* [WORK REQUIRED] Retype the listing that follows, word for word.

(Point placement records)
start

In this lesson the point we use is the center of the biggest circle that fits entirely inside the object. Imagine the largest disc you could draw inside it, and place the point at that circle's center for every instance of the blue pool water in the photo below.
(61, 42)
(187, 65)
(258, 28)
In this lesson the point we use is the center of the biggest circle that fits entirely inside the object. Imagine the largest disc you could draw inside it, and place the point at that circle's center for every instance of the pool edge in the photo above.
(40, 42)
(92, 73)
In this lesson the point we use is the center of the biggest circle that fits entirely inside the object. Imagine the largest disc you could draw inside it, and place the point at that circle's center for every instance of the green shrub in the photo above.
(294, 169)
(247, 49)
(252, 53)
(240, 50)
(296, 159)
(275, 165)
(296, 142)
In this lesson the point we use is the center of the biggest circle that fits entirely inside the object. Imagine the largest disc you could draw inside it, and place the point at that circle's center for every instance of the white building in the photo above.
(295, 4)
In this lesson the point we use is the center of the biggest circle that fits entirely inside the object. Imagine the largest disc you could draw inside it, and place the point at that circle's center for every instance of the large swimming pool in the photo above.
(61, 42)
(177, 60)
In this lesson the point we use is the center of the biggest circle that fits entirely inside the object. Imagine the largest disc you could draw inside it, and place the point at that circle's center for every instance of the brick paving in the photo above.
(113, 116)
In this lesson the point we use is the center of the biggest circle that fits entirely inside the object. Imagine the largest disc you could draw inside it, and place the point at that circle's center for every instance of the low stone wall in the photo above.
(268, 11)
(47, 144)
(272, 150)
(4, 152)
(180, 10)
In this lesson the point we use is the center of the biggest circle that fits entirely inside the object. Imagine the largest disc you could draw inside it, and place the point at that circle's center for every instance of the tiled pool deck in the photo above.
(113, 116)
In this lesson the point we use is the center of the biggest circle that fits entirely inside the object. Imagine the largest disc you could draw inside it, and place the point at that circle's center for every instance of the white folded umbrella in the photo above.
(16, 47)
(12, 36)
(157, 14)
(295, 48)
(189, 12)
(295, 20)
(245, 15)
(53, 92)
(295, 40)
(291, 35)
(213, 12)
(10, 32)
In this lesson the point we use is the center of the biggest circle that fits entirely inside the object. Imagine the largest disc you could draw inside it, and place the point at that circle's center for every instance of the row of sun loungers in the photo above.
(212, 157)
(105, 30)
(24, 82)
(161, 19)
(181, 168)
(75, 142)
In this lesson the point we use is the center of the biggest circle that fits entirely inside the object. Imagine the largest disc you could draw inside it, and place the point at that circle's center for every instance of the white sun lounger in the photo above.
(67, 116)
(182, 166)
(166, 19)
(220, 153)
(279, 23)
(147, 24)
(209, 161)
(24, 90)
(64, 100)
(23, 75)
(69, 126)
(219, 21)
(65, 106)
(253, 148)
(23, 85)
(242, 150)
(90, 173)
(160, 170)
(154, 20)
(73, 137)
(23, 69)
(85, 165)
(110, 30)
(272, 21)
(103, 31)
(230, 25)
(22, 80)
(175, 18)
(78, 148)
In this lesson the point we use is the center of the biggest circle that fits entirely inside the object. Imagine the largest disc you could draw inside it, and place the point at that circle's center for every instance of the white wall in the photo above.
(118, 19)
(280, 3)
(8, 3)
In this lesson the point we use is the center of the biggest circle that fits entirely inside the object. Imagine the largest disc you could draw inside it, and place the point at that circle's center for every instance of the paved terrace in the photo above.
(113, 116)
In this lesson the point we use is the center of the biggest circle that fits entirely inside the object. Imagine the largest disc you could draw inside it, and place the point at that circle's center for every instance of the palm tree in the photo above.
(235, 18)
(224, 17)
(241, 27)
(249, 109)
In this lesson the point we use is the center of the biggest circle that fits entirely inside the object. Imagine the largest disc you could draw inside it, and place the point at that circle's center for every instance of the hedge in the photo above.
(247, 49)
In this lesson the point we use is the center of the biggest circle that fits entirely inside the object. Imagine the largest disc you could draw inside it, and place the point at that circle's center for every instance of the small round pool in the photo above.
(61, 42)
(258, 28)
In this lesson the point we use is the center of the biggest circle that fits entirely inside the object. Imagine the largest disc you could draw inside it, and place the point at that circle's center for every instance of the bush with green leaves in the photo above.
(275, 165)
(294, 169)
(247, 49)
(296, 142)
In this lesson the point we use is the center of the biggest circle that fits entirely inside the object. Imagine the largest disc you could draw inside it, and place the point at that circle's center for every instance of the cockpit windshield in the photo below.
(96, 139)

end

* [EXERCISE RESPONSE]
In this lesson the point we use is the center of the biggest circle that fits entirely inside the object. Imagine the largest disc you could draw inside it, and place the point at that circle's center for every instance of the blue pool water in the photo below.
(61, 42)
(187, 65)
(258, 28)
In this lesson the point we use is the center of the biggest circle that fits entirely inside the object. Imagine the largest disc you could draw inside it, and place the point at that circle's center for every instance of the pool edge in the photo above.
(40, 42)
(92, 73)
In this lesson the point we use is the center of the biggest circle that fits entirely inside the object. Imagine the largest disc you could draw inside it, and place the point at that circle's center for every instance of the green shrub in the photo above.
(294, 169)
(247, 49)
(252, 53)
(240, 50)
(296, 159)
(275, 165)
(296, 142)
In this lesson the point we use is the center of the biggest circle that fits entirely inside the object. Imagine the largest disc you could draw inside it, and place the point at that circle's center for every instance of the white building in the photo above.
(295, 4)
In this lesson the point we use is the center of the biggest circle that fits entirely inside the object. Imagine the largest disc you could draw inside it, and place the point at that circle's center for every instance of the large swimming pool in the photo above.
(61, 42)
(177, 60)
In this lesson the point we use is the center of the biggest circle that fits entirely inside the object. Imagine the largest disc you could draw inside it, and place the point at that circle's center for every instance of the brick paving in the photo above.
(113, 116)
In this lesson the point we use is the center of the biggest circle that fits entirely inside the object. Imagine the largest disc you could draw inside it, and place the point at that circle's center for every instance of the low stone wall in the photo above.
(268, 11)
(47, 144)
(272, 150)
(4, 152)
(180, 10)
In this lesson the point we use is the center of the biggest circle that fits entirely inside the object. Imagine the largest disc you could draw inside it, and place the point at that circle's center for every instance of the tiled pool deck in the photo above.
(113, 116)
In this lesson the point we use is the center of the biggest circle that fits entirely inside the object. Imagine the largest disc you could draw inside it, and place the point at that circle's center for every instance of the white folded umbrella in the photo above.
(16, 47)
(12, 36)
(157, 14)
(295, 48)
(189, 12)
(295, 20)
(245, 15)
(53, 92)
(295, 40)
(291, 35)
(213, 12)
(10, 32)
In this lesson the point we use is the center of the biggest circle that fits entirely inside the object. Imagine the largest disc you could draw inside it, and place the point at that circle's center for every instance of the row of sun loungers in the photo above.
(212, 157)
(105, 30)
(24, 82)
(161, 19)
(181, 168)
(75, 142)
In this lesson the point we use is the center of the biggest circle that fits entirely inside the object. Imagine the largest disc you could draw inside it, and place the point at that circle's center for every instance of the white sun lounger in the photo above.
(67, 116)
(182, 166)
(166, 19)
(220, 153)
(279, 23)
(147, 24)
(209, 161)
(24, 90)
(64, 100)
(23, 75)
(69, 126)
(219, 21)
(65, 106)
(253, 148)
(23, 85)
(242, 150)
(90, 173)
(160, 170)
(154, 20)
(73, 137)
(23, 69)
(85, 165)
(110, 30)
(272, 21)
(103, 31)
(230, 25)
(22, 80)
(175, 18)
(78, 148)
In this lesson the point we use is the center of the biggest circle that fits entirely inside the object. Imagine the largest disc you could draw inside it, and place the point at that circle's center for every instance of the white wall in the photo above.
(118, 19)
(280, 3)
(8, 3)
In this lesson the point we use is the center of the biggest circle that fits entirely inside the object. Imagine the largest disc you could draw inside it, and place the point at that circle's center for every instance of the paved terrace in the photo above.
(113, 116)
In this lesson the point we use is the center of the biggest circle that fits entirely inside the object. Imagine the largest disc you could draw inside it, and place the point at that circle's center for every instance of the palm tree in the photo above.
(235, 18)
(224, 17)
(241, 27)
(249, 109)
In this lesson the point we use is the center of the biggest circle that fits entirely inside the object. Imagine the largest disc you could draw inside it, and place the point at that circle's center for every instance of the hedge in the photo above.
(247, 49)
In this lesson the point we use is the center of the biggest circle that fits entirely inside the object. Imagine the largest disc you could draw inside it, and place the point at that circle's center for every instance of the small round pool in the photo above.
(61, 42)
(258, 28)
In this lesson the point we use is the center of the biggest circle that fits entirely inside the object. Imagine the largest disc you could draw inside it, and place the point at that circle's center for every instance of the bush with green leaves in the photo above.
(275, 165)
(294, 169)
(247, 49)
(296, 142)
In this lesson the point we use is the center of the biggest circle that fits entirely inside the object. Imagine the largest disc you could draw inside it, and place the point at that circle's center for every instance of the cockpit windshield in the photo below.
(96, 139)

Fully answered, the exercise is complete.